Would you repeat all of the records underneath, exactly as written?

[Start of section]

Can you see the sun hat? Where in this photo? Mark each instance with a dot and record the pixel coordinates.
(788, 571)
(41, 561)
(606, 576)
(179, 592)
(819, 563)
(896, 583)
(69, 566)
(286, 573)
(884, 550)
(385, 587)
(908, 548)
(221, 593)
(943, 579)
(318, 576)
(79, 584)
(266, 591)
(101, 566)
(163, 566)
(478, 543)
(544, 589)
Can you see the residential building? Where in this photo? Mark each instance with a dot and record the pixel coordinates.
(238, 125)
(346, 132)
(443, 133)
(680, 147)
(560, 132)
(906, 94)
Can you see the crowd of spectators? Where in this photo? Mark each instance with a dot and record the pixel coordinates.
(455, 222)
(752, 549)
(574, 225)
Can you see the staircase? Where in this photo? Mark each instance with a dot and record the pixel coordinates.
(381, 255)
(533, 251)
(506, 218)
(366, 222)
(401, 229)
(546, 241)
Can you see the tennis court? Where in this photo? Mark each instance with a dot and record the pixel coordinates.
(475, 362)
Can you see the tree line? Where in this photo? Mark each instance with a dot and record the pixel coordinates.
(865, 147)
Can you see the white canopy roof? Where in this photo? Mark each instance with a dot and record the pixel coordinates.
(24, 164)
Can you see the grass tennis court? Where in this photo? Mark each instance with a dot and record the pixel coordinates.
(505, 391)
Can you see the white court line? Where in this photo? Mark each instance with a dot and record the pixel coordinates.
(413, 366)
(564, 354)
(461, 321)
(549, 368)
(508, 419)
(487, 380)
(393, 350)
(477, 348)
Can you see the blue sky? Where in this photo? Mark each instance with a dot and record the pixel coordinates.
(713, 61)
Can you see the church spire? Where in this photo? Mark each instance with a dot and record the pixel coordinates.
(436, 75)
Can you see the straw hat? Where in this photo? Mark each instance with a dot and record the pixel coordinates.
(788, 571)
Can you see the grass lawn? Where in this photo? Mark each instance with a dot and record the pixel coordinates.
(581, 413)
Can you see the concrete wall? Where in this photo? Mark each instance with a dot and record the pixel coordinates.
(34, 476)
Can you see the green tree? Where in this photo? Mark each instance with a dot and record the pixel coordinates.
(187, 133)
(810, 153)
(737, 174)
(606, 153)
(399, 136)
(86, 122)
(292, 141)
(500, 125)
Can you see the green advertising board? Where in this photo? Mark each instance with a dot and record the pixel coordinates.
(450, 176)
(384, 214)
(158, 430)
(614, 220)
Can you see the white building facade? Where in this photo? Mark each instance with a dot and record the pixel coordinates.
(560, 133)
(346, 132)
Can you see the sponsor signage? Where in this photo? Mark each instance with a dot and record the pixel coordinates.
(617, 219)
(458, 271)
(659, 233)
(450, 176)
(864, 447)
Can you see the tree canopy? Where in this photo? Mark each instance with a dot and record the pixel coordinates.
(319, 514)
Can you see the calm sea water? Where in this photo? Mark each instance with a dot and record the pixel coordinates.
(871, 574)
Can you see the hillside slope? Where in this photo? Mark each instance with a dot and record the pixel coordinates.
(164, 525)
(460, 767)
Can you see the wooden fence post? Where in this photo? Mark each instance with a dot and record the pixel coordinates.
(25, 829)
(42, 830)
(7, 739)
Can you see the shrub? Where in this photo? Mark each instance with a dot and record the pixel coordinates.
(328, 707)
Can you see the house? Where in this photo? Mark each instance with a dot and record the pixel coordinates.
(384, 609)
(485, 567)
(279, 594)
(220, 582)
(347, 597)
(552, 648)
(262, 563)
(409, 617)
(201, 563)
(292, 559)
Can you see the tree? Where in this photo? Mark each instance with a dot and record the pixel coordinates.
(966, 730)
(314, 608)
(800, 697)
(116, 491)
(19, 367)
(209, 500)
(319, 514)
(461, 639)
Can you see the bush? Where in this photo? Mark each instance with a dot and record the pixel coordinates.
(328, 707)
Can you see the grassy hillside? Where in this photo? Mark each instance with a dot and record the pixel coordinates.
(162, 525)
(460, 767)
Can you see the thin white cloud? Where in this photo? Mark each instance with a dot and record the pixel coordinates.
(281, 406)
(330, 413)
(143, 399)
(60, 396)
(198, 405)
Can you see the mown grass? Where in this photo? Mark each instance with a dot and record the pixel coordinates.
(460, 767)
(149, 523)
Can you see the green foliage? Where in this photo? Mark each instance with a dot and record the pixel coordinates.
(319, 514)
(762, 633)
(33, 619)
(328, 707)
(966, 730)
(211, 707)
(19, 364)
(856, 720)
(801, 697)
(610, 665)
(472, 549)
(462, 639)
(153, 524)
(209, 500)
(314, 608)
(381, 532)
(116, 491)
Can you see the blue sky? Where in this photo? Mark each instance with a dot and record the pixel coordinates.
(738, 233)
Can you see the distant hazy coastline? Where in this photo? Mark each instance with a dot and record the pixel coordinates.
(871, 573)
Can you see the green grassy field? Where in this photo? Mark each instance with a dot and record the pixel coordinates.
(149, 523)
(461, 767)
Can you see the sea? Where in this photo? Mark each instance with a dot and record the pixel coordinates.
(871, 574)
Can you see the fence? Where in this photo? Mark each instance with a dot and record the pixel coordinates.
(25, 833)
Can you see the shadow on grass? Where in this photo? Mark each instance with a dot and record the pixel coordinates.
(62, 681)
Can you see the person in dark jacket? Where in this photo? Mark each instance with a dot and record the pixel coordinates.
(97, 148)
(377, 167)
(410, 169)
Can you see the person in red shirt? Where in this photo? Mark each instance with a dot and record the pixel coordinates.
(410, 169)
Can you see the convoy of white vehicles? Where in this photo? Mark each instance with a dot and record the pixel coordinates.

[End of section]

*TASK RESULT*.
Can you see the sun hat? Where in this photo? Mark each instance with a dot and record the pixel coordinates.
(788, 571)
(41, 561)
(606, 576)
(179, 592)
(819, 563)
(896, 583)
(69, 566)
(286, 573)
(884, 550)
(385, 587)
(908, 548)
(221, 593)
(943, 579)
(318, 576)
(79, 584)
(266, 591)
(101, 566)
(163, 566)
(478, 543)
(544, 589)
Can you see the residential building? Where in this photo? Mark each instance with a dot and record the pixel coordinates.
(238, 125)
(346, 132)
(443, 133)
(680, 147)
(560, 132)
(906, 94)
Can you see the crowd of spectators? Where in this photo? Mark each instance with a dot and record the pixel coordinates.
(455, 222)
(752, 549)
(574, 225)
Can you see the staircase? Where in this photo? Mark each instance with a dot and record the pixel coordinates.
(381, 255)
(533, 251)
(506, 218)
(366, 222)
(401, 229)
(546, 241)
Can you see the tennis court? Where in this photo? Mark each instance with a dot and record the pixel coordinates.
(475, 362)
Can you see the tree line? Where in this photo? Mark each instance with a dot and record the pixel coordinates.
(865, 147)
Can you see the white canopy roof? Where in this photo? Mark each instance with a dot and record the pixel coordinates.
(24, 164)
Can you see the grass tennis court? Where in this photo? Mark each instance with a dot and record the pixel coordinates.
(505, 391)
Can you see the white court line? Where in this photo? Mark each instance with a dot and record the pixel coordinates.
(413, 366)
(564, 354)
(461, 321)
(549, 368)
(508, 419)
(487, 380)
(393, 350)
(477, 348)
Can you see the blue sky? Where in this photo? Mark each instance with a dot and record the pixel coordinates.
(713, 61)
Can you see the church spire? Where in this photo? Mark each instance with a dot and record the pixel coordinates.
(436, 75)
Can you see the straw hat? Where in this photo? Mark each instance with a dot and record the pixel coordinates.
(788, 571)
Can you see the grass lawn? Where in this photo? Mark each instance with a dot and record the pixel coordinates.
(581, 413)
Can you see the concrete wall? Where in this photo? Mark each instance with a dot and record the pixel coordinates.
(34, 476)
Can you see the green tree? Where in this photo? Mark each instance with a dot and record the pixel coordinates.
(187, 133)
(810, 153)
(737, 174)
(606, 153)
(399, 136)
(86, 122)
(292, 141)
(500, 125)
Can you see the green advertising board? Where in this photo? Mark each instance with a dot and record the pixel coordinates.
(450, 176)
(384, 214)
(158, 430)
(614, 220)
Can you see the white building facade? Where in this photo? Mark each instance with a dot and record the pixel coordinates.
(560, 133)
(346, 132)
Can you see the sponsor signage? Where in this photo? Mark each instance with a dot and record the pixel coordinates.
(617, 219)
(458, 271)
(659, 233)
(450, 176)
(864, 447)
Can you see the tree canopy? Where in this photo? Mark each instance with a dot and record the pixel coordinates.
(319, 514)
Can you see the calm sea water? Where in this photo? Mark each instance with a dot and record the pixel coordinates.
(871, 574)
Can you see the hillside slope? Where in this photo? Mark each instance with a dot and record the pixel coordinates.
(164, 525)
(460, 767)
Can you see the wooden fence post? Where in this photo? Mark each instance with a dot and record the pixel coordinates.
(25, 829)
(42, 830)
(7, 739)
Can you see the shrub? Where in this photo? Mark each instance with a dot and record the pixel coordinates.
(328, 707)
Can you see the house? Where in this photo? Mark each instance with a dot and record the pixel coordinates.
(384, 609)
(485, 567)
(279, 594)
(220, 582)
(347, 597)
(552, 648)
(262, 563)
(409, 617)
(201, 563)
(292, 559)
Can you see the tree? Where in this photo? Mark each instance with a dot and record the pixel coordinates.
(966, 730)
(314, 608)
(800, 697)
(116, 491)
(19, 367)
(209, 500)
(319, 514)
(461, 639)
Can you see the bush? Where in this photo? Mark each instance with a dot and record the pixel coordinates.
(328, 707)
Can you see the grassy hillside? Where in this photo? Mark each instance with a dot and record the pixel coordinates.
(162, 525)
(460, 767)
Can you see the thin white cloud? Where in this photo? Mark each instance with a dot and record the pixel coordinates.
(281, 406)
(330, 413)
(143, 399)
(60, 396)
(198, 405)
Can you see the mown grass? Where in this photo? Mark each instance with a dot and record the pixel coordinates.
(460, 767)
(149, 523)
Can you see the green foliage? Where in this photo? Mark each instance with a dot and record the pixel coordinates.
(319, 514)
(762, 633)
(33, 619)
(328, 707)
(966, 730)
(211, 707)
(19, 364)
(856, 720)
(801, 697)
(610, 665)
(472, 549)
(462, 639)
(153, 524)
(209, 500)
(314, 608)
(381, 532)
(116, 491)
Can you see the blue sky? Where in this photo? Mark each instance with a dot and record the pixel coordinates.
(738, 233)
Can you see the distant hazy coastline? Where in this photo? Mark each instance with a dot and record the pixel coordinates.
(871, 573)
Can you see the green grassy field? Where in this photo? Mark each instance with a dot and record the pixel coordinates.
(149, 523)
(461, 767)
Can you see the sea? Where in this photo? Mark each instance with a dot and record the pixel coordinates.
(871, 574)
Can you see the fence? Where in this photo? Mark each instance with a dot and record the pixel coordinates.
(25, 833)
Can you see the shadow on grass? Where in this photo? Mark each instance with a dot and record the pixel coordinates.
(62, 681)
Can you see the person in dark jacket? Where in this photo? Mark each instance with a dot and record the pixel coordinates.
(97, 148)
(377, 167)
(410, 169)
Can you see the person in red shirt? Where in this photo? Mark each instance with a dot and record the pixel coordinates.
(410, 169)
Can you see the convoy of white vehicles? Where in this photo? Mark each instance with a dot and record the pixel coordinates.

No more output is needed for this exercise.